Material shown:
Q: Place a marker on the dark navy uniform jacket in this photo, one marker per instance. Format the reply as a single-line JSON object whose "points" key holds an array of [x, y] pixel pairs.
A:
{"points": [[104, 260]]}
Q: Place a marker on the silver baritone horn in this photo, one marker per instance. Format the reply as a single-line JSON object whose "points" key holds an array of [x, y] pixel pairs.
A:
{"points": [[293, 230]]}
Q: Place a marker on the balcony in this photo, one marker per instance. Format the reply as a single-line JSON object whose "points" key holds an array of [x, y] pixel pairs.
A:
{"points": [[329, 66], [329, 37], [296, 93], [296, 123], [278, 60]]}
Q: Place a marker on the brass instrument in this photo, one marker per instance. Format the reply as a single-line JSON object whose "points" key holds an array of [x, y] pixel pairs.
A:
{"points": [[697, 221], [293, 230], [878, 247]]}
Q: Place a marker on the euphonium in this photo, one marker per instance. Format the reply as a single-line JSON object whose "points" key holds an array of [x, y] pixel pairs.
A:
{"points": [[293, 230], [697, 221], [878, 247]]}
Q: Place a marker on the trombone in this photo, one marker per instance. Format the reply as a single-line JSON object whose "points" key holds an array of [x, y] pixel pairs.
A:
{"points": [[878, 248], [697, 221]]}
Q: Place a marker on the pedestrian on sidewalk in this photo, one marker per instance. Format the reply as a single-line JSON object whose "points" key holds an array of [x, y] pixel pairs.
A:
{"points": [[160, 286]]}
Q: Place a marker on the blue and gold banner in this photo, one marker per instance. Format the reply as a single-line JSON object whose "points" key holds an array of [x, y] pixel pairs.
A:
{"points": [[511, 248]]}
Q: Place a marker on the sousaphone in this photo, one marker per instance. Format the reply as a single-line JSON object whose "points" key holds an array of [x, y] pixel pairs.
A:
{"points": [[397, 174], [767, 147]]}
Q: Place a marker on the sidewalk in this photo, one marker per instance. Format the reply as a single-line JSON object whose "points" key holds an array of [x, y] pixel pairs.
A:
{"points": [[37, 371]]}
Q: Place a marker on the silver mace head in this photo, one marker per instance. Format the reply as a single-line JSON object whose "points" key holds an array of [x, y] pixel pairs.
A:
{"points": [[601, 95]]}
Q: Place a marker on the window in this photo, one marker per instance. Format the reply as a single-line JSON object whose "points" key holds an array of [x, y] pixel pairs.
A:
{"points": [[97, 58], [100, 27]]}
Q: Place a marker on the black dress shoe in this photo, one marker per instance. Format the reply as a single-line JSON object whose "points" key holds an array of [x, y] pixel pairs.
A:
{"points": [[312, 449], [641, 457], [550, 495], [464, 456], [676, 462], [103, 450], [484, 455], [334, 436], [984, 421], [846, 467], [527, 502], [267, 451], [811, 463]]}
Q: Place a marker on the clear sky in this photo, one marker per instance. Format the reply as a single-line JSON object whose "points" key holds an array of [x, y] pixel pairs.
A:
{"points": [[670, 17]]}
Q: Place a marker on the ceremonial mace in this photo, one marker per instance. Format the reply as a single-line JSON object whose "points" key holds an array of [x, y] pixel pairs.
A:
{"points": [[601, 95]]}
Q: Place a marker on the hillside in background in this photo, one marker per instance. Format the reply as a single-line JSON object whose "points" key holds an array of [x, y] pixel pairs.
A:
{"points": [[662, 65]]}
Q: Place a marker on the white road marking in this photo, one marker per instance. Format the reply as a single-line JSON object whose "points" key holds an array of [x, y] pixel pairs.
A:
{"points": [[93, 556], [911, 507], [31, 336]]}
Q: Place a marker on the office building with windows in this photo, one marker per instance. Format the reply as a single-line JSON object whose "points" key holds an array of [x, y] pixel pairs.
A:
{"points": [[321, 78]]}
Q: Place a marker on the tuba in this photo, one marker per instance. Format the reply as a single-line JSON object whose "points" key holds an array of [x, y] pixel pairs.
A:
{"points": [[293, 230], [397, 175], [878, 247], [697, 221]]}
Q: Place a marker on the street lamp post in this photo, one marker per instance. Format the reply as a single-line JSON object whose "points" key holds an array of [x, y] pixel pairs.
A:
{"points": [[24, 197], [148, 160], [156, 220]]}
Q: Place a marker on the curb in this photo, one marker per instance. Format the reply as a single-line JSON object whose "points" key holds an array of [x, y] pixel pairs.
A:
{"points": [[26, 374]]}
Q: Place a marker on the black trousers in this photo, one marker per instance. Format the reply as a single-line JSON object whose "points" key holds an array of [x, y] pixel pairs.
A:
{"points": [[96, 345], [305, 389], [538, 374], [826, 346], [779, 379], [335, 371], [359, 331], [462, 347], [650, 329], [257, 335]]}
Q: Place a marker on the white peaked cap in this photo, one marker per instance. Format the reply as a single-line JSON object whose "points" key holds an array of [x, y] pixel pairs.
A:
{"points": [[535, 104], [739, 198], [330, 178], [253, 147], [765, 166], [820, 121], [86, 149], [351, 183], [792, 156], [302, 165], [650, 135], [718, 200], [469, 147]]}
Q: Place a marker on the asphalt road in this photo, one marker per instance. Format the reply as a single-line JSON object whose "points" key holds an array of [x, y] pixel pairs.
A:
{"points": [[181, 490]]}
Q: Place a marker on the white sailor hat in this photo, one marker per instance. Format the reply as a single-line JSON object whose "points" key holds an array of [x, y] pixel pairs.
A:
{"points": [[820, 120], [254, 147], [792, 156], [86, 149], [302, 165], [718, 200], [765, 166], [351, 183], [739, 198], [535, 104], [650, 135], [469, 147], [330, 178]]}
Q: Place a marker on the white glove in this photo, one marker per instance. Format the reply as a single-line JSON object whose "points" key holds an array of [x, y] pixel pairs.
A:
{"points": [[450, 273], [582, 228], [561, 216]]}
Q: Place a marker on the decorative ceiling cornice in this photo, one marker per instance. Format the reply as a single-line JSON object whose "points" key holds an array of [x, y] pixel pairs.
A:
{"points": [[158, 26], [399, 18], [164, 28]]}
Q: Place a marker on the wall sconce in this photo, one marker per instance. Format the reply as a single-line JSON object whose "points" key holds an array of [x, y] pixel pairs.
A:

The request: Change "one marker per instance" to "one point per occurrence" throughout the entries above and copy them out again with every other word left as is.

Result for this exercise:
Q: Place a marker on the dark navy uniform jacket in this photo, one point per occurrence. Format the reply as a single-line JSON object whose "points" key holds an array of [x, y] pixel pairs.
A:
{"points": [[104, 260]]}
Q: Place a marker on the silver baritone horn in this photo, one point per occurrence. Format the reply as a single-line JSON object whose "points" key holds an array of [x, y] pixel pairs.
A:
{"points": [[293, 230]]}
Q: Place a marker on the balcony in this photo, one point per occurrence. Format the reply as a single-line JSON object whose "points" key holds an array of [x, y] pixel pairs.
A:
{"points": [[329, 66], [329, 37], [296, 93], [296, 123], [278, 60]]}
Q: Place a marker on the brass instrument in this photo, one point per occurrence. Format the reply as a single-line JSON object whose "points" key holds an array of [x, y] pixel pairs.
A:
{"points": [[697, 221], [293, 230], [878, 247]]}
Q: Place a marker on the euphonium in this photo, one point per occurrence. Format the reply as a single-line JSON object whose "points" key holds an array of [x, y] pixel pairs.
A:
{"points": [[293, 230], [697, 221], [878, 247]]}
Q: Place a marker on the trombone in this photo, one point per occurrence. Format the reply as a single-line JSON object whose "points" key holds an array of [x, y] pixel pairs.
A:
{"points": [[878, 248], [697, 221]]}
Q: Place a marker on the pedestrian on sidewalk in this photo, one point per occurrence. Format the reply as a single-line JSON object whose "points" key holds an array of [x, y] pixel pairs.
A:
{"points": [[160, 286]]}
Q: Place a marker on the blue and gold banner in this photo, one point per occurrence. Format the reply as a single-line JSON object whose "points" key holds an array of [x, y] pixel pairs.
A:
{"points": [[511, 248]]}
Q: Place a marker on the sousaphone in this photo, one point per occurrence. Format the reply as a single-line JSON object whose "points" key holds an array of [x, y] pixel pairs.
A:
{"points": [[397, 174], [767, 147]]}
Q: Place a marker on the sidewalk in this photo, one point per occurrence. Format the reply as a single-line JSON object whose "points" key holds an array of [x, y] pixel pairs.
A:
{"points": [[37, 371]]}
Q: Place a marker on the silver mace head in this photo, one point per occurrence. Format the reply as a single-line JSON object whose "points" key holds an array of [x, y] pixel pairs.
A:
{"points": [[601, 95]]}
Q: Place a marker on the window in this photo, one point per occurrence. Format the reply as a single-line JSON object whose "points" key holds an array of [x, y] pixel pairs.
A:
{"points": [[97, 58], [100, 27]]}
Q: Place a marker on the black dress shoe in this photo, one point per occurrence. Format the reply as a single-line JSON object whose "points" key holds an array of [x, y] pixel pairs.
A:
{"points": [[312, 449], [641, 457], [550, 495], [464, 456], [676, 462], [103, 450], [484, 455], [334, 436], [984, 421], [846, 467], [527, 502], [267, 451], [811, 463]]}
Q: Place a marker on the clear sky in this photo, one point per occurrence. Format the reply as a single-line JSON object whose "points" key holds an array of [x, y] pixel pairs.
A:
{"points": [[670, 17]]}
Q: Place a marker on the ceremonial mace in this photo, one point per occurrence. Format the reply as a single-line JSON object whose "points" key holds an array of [x, y] pixel pairs.
A:
{"points": [[601, 95]]}
Q: Place a marker on the hillside in background in this photo, one point per occurrence. Format the reply as a single-line JSON object whose "points" key holds an array of [x, y] pixel pairs.
A:
{"points": [[662, 65]]}
Q: Place a marker on the white road marking in this photo, one point per occurrence. Format the reply as a single-line JSON object whose "points" key holds an array of [x, y] pixel pairs.
A:
{"points": [[93, 556], [911, 507], [31, 336]]}
Q: Place a marker on the office building with windows in this photo, one point per occurrence. Format the reply as a single-line JSON object whose "points" key holds an array of [x, y] pixel pairs.
A:
{"points": [[321, 78]]}
Q: Place a marker on the tuba in this photo, one point per occurrence. Format the reply as a single-line JSON object whose "points" key holds an array of [x, y] pixel pairs.
A:
{"points": [[293, 230], [397, 175], [878, 247], [697, 221]]}
Q: Place a marker on the street lamp post in this photo, one point per occurrence. Format the reply as a single-line JSON object whose "points" key holds an array of [x, y] pixel pairs.
A:
{"points": [[24, 197], [148, 160], [156, 220]]}
Q: Place a marker on the curb in this photo, one point per occurrence. Format the reply as a single-line JSON object whose "points" key holds an array of [x, y] pixel pairs.
A:
{"points": [[26, 374]]}
Q: Place a marker on the black trousers in this photo, one point per occurrence. Format the reply as a single-line JSON object whose "points" key holds an array of [x, y] pixel pairs.
A:
{"points": [[96, 345], [305, 389], [538, 374], [826, 346], [779, 379], [335, 371], [359, 331], [462, 347], [650, 329], [257, 335]]}
Q: Place a marker on the white peaked cap in this photo, one point per occurrence. Format the reply as a single-line JSON object whose "points" key holds an array of [x, y] pixel pairs.
A:
{"points": [[535, 104], [739, 198], [330, 178], [253, 147], [765, 166], [820, 121], [86, 149], [351, 183], [792, 156], [302, 165], [650, 135], [718, 200], [469, 147]]}
Q: Place a marker on the asphalt road in this photo, one point per occurrence. Format the reply as a single-line JSON object whose "points" key holds an array of [x, y] pixel pairs.
A:
{"points": [[181, 490]]}
Q: Place a marker on the white sailor hat in this photo, one point per occurrence. Format the reply as a single-line JSON object whose "points" key holds an array of [x, y] pixel pairs.
A:
{"points": [[820, 120], [254, 147], [792, 156], [86, 149], [302, 165], [718, 200], [765, 166], [351, 183], [739, 198], [535, 104], [650, 135], [469, 147], [330, 178]]}
Q: Place a marker on the white glove in this photo, one point per occurrence. Format the reply as a single-line JSON object whose "points" key holds an array of [x, y] pixel pairs.
A:
{"points": [[450, 273], [582, 228], [561, 216]]}
Q: Place a marker on the decorative ceiling cornice in this photo, one point per occurrence. Format the reply as a single-line JSON object whose "points" key holds an array of [x, y] pixel pairs.
A:
{"points": [[158, 26], [399, 18], [164, 28]]}
Q: Place a marker on the wall sconce in this photo, one point per occurrence. Format the reply as a single-line JSON object whose "points" key holds an array of [x, y] pixel pairs.
A:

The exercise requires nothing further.